**GOAL OF THE EXERCISE**
Lines from the line with "Q: Precisely where is the narrow paved" to the line with "Q: Precisely where is the patchwork" in the entries below, and only those, must be output exactly, with both ends included.

**Free-text object descriptions**
#####

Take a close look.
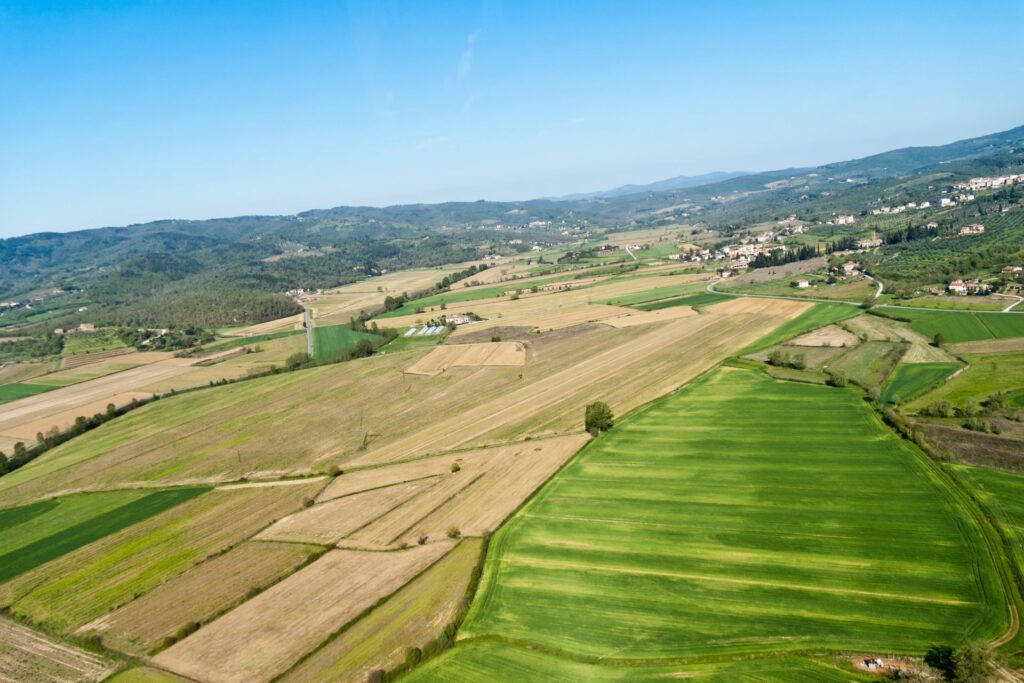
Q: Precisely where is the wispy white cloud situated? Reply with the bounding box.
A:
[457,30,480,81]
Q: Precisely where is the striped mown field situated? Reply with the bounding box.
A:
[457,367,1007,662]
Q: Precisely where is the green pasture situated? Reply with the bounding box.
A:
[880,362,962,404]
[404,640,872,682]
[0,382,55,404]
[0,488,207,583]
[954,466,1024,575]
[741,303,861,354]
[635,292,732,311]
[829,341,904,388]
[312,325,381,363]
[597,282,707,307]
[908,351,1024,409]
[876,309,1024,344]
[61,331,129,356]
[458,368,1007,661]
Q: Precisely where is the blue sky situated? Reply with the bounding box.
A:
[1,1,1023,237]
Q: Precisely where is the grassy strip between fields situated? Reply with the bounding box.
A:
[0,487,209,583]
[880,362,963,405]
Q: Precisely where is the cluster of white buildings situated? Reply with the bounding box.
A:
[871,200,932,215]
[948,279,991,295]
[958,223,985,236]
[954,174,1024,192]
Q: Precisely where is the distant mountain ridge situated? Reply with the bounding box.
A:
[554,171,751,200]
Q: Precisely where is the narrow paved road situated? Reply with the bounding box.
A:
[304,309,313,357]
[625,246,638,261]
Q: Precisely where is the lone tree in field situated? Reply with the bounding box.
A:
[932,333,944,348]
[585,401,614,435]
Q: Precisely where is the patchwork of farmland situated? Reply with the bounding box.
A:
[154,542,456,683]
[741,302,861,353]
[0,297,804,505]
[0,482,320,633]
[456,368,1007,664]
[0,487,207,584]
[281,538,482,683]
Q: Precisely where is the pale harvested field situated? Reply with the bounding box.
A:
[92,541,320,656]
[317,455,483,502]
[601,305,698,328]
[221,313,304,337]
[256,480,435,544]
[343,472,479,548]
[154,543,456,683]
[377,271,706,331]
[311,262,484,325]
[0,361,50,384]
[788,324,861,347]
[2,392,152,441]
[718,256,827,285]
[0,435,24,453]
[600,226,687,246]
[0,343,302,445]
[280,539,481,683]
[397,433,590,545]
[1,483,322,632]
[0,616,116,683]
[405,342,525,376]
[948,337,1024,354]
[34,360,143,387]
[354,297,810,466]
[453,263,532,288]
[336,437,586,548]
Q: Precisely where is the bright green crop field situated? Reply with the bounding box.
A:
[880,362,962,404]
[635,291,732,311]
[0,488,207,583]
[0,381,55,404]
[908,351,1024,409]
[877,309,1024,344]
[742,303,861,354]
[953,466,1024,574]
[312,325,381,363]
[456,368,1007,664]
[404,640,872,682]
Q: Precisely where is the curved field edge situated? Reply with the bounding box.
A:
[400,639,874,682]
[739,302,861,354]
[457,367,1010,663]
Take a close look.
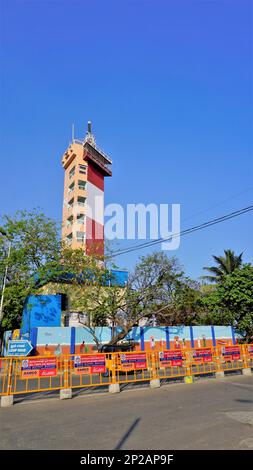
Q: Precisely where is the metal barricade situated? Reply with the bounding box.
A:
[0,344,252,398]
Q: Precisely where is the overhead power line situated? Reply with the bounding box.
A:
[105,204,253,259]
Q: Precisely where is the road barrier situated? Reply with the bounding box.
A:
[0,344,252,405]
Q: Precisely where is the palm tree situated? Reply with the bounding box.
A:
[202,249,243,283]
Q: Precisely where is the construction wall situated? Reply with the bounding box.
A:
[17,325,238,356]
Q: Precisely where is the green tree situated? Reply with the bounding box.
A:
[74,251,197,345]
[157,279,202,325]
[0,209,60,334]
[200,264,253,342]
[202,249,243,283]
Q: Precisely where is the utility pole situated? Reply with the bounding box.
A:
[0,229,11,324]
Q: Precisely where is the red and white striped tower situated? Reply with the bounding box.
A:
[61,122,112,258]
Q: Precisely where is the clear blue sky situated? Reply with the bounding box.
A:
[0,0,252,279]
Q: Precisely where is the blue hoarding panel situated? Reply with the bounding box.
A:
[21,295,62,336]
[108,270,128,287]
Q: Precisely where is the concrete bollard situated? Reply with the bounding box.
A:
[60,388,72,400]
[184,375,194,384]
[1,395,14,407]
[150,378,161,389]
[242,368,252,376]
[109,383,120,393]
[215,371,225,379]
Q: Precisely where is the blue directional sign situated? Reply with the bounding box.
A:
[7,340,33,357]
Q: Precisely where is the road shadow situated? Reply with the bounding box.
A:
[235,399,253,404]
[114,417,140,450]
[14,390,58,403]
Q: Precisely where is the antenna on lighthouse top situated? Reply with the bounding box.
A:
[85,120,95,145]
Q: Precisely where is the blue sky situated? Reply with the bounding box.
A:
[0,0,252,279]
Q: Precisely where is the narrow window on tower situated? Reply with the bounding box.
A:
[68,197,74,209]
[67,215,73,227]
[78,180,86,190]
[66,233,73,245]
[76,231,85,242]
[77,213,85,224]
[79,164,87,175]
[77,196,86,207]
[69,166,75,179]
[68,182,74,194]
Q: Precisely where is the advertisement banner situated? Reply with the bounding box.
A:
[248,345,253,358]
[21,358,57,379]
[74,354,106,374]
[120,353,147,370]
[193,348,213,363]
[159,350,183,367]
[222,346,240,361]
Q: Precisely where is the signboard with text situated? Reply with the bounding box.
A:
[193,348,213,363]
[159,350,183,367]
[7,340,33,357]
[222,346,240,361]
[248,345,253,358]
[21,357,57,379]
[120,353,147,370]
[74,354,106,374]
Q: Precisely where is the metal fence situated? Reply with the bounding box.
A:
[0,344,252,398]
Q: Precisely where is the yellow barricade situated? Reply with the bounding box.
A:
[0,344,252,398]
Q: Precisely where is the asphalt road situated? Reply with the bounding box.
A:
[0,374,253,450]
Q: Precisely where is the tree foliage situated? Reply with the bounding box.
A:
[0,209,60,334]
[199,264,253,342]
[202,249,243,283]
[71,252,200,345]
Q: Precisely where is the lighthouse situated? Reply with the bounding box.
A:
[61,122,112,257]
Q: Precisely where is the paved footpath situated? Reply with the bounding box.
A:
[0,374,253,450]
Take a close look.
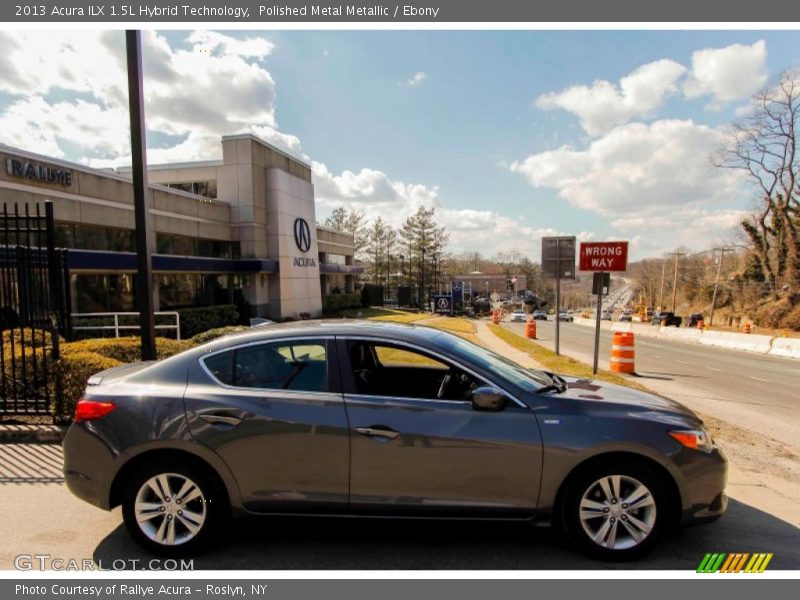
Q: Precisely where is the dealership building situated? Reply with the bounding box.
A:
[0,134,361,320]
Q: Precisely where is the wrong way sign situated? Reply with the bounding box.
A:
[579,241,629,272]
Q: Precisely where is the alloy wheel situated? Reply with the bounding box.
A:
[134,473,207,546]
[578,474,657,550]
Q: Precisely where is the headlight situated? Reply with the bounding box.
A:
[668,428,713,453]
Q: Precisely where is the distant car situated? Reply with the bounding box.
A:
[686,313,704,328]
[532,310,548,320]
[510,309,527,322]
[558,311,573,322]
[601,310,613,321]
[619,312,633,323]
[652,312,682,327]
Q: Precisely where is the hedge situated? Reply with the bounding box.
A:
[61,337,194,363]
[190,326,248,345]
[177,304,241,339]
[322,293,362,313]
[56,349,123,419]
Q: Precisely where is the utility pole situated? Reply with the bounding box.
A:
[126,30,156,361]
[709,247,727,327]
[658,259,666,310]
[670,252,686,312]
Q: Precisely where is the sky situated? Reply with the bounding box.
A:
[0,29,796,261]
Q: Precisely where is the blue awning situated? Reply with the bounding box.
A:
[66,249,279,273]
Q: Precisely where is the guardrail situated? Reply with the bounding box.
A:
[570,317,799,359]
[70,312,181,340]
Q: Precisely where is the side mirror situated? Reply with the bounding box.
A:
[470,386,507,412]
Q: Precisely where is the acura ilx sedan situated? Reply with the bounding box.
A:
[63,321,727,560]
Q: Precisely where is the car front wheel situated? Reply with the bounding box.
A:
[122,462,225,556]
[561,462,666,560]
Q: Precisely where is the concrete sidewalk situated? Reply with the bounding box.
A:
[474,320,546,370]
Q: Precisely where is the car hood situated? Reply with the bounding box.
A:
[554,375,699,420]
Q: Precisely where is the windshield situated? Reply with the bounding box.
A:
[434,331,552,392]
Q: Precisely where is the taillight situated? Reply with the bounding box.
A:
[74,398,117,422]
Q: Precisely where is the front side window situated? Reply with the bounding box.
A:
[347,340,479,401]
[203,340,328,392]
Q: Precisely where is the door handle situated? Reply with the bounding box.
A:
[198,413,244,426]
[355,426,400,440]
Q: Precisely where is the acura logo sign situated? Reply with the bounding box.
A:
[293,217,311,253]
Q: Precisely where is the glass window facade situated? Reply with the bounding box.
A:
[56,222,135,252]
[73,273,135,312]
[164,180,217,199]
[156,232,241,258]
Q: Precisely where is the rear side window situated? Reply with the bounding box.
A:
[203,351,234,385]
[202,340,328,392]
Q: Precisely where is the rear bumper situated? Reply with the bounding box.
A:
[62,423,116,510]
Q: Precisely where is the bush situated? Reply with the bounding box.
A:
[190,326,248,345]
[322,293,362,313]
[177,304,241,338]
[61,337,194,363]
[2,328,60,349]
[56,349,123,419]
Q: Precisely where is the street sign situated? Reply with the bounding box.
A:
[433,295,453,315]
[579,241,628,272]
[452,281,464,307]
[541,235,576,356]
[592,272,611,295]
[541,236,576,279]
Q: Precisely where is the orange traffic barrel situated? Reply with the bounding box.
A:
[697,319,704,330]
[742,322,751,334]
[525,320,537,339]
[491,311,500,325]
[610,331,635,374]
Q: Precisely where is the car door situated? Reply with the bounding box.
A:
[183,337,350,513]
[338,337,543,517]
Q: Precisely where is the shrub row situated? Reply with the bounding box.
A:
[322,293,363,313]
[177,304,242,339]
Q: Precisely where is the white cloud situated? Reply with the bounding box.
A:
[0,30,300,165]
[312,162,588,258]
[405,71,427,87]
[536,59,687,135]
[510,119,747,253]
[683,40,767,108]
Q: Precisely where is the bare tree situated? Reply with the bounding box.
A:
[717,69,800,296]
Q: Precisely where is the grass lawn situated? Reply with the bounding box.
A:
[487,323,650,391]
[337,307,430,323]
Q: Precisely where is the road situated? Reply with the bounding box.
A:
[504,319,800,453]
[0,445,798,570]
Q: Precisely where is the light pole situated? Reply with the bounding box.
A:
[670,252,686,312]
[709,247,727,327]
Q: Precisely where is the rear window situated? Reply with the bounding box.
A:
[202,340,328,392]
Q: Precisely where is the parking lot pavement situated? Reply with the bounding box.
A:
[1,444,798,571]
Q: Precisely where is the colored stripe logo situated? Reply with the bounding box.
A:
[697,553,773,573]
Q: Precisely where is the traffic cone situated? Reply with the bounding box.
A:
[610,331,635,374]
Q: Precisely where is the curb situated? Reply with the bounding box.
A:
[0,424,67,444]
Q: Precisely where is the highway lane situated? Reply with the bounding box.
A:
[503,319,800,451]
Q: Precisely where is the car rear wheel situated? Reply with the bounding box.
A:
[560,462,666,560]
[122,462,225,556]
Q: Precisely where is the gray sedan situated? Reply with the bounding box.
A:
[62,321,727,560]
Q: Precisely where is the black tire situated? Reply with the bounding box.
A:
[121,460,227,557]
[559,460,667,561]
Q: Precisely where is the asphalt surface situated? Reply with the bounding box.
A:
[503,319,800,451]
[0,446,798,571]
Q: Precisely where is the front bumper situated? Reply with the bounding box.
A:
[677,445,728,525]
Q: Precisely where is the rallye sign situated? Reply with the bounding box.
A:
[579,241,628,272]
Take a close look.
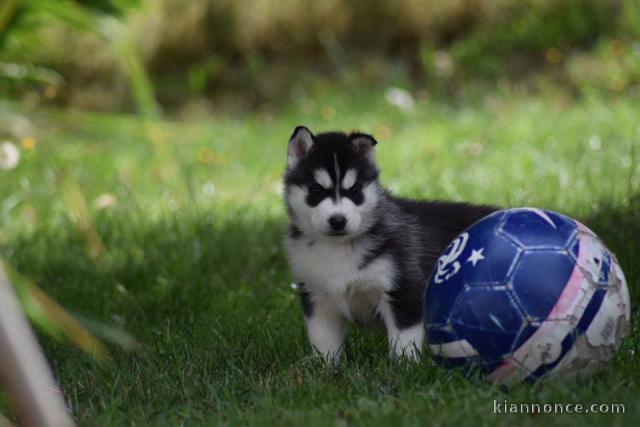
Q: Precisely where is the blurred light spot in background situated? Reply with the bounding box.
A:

#####

**ANSWER BELOW**
Q: Precisely where is the narrow paved road situated? Reply with the bounding box.
A:
[304,309,313,357]
[625,246,638,261]
Q: Precisely where is the lone tree in field situated? Reply with the bounding box.
A:
[932,333,944,348]
[585,401,614,435]
Q: Precisely where is the patchwork of farmland situated? Reply with the bounding box.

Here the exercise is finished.